*PROBLEM DETAILS*.
Can you reproduce the lines starting at the one containing "[outline] **vertical metal post**" and ending at the one containing "[[[197,225],[209,224],[207,141],[205,136],[195,140]]]", scaling every coordinate in the answers by 2.45 and rounding to whole numbers with halves going up? Leave the requests unchanged.

*INPUT MATERIAL*.

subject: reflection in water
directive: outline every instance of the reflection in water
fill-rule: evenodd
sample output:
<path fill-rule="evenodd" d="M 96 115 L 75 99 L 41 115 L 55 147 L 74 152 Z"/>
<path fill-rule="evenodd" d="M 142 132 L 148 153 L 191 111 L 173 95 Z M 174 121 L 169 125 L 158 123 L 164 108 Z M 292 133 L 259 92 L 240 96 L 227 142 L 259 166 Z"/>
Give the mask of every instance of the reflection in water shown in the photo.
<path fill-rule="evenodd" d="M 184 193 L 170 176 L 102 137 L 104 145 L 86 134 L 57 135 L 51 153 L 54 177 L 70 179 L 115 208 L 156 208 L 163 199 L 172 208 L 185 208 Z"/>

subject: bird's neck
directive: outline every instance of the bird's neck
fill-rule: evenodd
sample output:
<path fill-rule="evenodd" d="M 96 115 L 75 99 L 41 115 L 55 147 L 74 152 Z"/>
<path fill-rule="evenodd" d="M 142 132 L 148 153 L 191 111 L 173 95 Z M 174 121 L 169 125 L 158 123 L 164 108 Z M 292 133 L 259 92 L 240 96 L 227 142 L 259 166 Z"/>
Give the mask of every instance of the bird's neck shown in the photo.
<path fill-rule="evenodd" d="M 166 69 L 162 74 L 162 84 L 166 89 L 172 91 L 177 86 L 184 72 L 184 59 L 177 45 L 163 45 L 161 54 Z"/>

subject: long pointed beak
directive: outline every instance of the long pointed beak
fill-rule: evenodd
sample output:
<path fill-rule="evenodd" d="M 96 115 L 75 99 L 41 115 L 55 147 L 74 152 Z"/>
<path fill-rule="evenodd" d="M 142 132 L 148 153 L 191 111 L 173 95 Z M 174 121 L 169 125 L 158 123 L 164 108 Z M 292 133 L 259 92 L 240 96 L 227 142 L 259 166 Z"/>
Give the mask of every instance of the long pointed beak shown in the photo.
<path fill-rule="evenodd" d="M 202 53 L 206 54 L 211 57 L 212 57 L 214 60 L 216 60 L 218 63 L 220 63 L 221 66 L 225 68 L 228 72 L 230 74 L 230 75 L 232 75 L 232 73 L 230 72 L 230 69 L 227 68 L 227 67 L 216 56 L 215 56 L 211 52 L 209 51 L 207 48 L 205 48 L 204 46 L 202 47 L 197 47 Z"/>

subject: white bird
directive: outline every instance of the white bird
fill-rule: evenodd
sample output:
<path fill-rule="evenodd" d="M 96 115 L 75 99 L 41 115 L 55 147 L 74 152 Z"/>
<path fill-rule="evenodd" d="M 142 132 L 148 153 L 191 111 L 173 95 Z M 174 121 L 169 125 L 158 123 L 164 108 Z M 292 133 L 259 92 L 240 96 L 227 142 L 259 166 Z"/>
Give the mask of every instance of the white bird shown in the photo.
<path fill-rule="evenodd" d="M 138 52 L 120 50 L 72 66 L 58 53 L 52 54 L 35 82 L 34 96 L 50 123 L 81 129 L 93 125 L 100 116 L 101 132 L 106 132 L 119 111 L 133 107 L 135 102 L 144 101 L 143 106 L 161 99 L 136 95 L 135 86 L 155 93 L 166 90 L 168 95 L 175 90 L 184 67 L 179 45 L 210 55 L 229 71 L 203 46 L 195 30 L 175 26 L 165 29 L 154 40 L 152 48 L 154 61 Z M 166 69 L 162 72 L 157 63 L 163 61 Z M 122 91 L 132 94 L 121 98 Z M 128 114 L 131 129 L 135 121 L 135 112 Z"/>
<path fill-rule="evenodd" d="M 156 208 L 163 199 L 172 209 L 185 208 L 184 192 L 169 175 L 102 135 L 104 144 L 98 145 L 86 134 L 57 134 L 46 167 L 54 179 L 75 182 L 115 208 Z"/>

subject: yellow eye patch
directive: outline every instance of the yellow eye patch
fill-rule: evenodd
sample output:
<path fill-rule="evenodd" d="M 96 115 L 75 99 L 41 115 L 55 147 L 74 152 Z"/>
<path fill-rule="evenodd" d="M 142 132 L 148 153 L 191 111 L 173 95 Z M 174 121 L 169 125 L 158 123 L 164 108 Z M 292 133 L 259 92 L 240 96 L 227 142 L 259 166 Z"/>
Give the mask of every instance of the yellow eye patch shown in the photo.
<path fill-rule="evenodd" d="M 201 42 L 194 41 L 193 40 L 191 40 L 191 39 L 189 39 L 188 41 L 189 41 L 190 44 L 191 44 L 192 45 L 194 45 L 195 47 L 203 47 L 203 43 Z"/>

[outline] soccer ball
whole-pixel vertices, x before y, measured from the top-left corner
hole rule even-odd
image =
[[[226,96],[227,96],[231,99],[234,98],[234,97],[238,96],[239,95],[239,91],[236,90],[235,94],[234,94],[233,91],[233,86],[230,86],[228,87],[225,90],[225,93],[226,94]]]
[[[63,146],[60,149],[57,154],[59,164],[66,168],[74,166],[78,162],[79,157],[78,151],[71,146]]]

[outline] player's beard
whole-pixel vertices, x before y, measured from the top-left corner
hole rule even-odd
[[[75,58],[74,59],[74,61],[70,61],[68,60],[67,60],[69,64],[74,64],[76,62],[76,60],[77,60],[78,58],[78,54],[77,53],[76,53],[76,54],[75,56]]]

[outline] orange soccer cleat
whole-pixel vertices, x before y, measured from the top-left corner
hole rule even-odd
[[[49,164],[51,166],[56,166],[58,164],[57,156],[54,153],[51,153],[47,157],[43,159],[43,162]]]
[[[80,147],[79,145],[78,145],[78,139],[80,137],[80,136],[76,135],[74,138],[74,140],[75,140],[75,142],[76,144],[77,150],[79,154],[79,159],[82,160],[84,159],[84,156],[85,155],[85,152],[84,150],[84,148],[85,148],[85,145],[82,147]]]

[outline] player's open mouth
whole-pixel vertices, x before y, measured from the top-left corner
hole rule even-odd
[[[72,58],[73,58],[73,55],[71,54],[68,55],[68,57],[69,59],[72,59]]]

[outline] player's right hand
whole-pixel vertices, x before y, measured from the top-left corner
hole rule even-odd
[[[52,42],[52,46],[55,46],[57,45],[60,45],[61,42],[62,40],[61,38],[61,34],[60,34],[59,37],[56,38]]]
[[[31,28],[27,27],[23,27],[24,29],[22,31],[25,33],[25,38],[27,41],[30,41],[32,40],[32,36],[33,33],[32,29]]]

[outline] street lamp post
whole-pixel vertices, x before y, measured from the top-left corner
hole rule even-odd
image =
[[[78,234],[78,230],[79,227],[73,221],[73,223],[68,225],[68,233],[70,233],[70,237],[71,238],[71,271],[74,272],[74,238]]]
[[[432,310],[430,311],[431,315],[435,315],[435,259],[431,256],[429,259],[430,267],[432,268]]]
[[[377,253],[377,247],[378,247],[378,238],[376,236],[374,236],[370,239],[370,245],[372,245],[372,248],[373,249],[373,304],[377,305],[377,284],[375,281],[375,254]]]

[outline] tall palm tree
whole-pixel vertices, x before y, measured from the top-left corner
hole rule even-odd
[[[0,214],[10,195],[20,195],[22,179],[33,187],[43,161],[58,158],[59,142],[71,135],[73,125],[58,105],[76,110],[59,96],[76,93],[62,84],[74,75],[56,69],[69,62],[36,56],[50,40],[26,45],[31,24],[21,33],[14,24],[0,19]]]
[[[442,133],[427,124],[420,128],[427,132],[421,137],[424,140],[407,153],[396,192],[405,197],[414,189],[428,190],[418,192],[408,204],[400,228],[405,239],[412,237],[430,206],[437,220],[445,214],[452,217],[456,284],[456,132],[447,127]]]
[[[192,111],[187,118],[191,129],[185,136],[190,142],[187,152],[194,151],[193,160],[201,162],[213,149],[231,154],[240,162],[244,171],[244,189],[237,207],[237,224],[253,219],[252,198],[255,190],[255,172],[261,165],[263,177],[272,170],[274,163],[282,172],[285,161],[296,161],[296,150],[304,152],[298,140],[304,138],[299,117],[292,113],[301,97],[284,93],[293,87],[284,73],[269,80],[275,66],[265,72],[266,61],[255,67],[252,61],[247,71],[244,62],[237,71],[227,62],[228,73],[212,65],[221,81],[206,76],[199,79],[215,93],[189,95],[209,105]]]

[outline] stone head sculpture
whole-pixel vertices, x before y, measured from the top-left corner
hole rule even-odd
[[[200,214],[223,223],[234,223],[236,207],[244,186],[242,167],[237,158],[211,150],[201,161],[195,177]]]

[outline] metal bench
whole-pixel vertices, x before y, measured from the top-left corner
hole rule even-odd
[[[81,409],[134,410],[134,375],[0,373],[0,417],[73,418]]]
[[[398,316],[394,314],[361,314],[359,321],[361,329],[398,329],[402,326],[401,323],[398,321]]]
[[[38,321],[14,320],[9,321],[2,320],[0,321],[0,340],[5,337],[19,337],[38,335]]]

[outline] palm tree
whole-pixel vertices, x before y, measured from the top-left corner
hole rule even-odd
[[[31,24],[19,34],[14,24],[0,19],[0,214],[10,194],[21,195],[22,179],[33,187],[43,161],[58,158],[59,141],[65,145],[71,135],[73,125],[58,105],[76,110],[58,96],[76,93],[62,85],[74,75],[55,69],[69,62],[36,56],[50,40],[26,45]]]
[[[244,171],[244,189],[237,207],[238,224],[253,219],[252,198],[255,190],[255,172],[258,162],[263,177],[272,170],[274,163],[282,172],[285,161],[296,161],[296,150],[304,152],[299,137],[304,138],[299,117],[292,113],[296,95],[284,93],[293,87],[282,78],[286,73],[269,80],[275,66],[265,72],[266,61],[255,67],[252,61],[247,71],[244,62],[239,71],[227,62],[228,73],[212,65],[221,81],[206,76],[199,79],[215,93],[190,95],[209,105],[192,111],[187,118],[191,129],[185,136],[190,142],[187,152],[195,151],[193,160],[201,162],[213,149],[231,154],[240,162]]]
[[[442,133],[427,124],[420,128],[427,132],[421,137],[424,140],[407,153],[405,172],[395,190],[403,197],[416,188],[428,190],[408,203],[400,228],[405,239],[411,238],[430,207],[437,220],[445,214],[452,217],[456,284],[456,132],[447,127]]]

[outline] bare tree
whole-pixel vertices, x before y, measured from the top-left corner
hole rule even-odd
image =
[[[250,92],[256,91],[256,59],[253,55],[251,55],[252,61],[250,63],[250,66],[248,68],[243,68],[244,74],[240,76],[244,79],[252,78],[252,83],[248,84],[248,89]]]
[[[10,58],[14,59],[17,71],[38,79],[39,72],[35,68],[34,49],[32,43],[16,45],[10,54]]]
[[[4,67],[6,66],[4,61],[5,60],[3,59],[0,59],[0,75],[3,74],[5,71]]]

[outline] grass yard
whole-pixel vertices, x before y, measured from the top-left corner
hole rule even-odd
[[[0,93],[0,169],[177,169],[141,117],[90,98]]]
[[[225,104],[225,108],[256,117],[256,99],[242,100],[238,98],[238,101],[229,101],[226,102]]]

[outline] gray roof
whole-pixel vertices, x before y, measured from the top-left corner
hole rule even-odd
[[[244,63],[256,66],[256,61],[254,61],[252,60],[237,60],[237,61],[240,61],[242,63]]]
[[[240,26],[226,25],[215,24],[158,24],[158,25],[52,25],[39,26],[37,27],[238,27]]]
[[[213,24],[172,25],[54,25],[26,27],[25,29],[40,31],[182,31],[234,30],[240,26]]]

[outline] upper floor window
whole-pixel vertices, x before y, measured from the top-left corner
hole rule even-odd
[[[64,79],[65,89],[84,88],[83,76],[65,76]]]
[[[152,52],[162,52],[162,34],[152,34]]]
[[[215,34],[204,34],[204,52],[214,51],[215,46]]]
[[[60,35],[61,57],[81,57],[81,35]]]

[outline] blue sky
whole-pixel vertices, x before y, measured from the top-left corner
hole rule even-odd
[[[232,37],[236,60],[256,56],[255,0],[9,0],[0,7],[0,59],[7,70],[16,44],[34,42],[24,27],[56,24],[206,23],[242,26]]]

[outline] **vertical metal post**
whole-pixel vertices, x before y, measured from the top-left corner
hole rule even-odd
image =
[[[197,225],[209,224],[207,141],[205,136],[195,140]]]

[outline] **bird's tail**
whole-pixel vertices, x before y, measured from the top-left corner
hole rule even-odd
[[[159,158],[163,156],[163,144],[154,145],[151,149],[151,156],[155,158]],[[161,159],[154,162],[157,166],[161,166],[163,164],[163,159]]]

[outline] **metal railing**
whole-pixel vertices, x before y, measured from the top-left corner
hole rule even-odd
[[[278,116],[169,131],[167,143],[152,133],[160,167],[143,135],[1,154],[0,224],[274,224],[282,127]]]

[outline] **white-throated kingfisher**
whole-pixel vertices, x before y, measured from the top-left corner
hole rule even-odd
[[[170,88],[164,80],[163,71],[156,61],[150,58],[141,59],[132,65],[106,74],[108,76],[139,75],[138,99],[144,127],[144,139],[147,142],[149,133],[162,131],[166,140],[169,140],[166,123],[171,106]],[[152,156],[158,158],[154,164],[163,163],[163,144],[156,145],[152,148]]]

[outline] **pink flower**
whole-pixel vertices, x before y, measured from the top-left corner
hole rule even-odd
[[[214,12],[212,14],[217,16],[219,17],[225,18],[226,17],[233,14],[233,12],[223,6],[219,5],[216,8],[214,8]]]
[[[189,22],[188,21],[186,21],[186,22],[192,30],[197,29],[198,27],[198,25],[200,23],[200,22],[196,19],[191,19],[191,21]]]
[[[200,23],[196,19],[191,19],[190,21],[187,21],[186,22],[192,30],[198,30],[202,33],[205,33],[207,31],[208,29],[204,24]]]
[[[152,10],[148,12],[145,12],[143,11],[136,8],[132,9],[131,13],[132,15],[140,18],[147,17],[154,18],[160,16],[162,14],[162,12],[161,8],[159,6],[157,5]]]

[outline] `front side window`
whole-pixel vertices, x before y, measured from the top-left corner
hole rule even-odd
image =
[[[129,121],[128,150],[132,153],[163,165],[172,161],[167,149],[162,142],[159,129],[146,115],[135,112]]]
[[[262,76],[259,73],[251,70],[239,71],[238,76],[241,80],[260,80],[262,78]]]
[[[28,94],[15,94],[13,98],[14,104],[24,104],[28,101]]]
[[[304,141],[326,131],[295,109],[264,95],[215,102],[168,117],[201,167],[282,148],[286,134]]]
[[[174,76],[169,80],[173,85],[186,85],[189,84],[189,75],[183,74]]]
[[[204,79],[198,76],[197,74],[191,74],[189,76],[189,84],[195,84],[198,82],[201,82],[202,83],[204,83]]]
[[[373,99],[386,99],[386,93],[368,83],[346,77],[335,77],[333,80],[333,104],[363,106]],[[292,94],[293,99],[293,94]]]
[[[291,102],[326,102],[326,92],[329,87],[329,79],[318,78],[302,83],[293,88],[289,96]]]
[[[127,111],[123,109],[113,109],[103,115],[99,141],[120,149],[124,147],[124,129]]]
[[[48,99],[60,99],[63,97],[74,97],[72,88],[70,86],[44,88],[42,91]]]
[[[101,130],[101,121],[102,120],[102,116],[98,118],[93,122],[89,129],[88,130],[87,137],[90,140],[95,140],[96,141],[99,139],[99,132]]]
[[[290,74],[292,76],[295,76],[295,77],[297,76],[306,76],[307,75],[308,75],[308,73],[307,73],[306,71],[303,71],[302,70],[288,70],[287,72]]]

*EXERCISE OUTPUT*.
[outline] **vertical metal post**
whole-pixel vertices, x before y, measured from the top-left corner
hole rule even-odd
image =
[[[483,551],[512,549],[507,345],[502,333],[478,343]]]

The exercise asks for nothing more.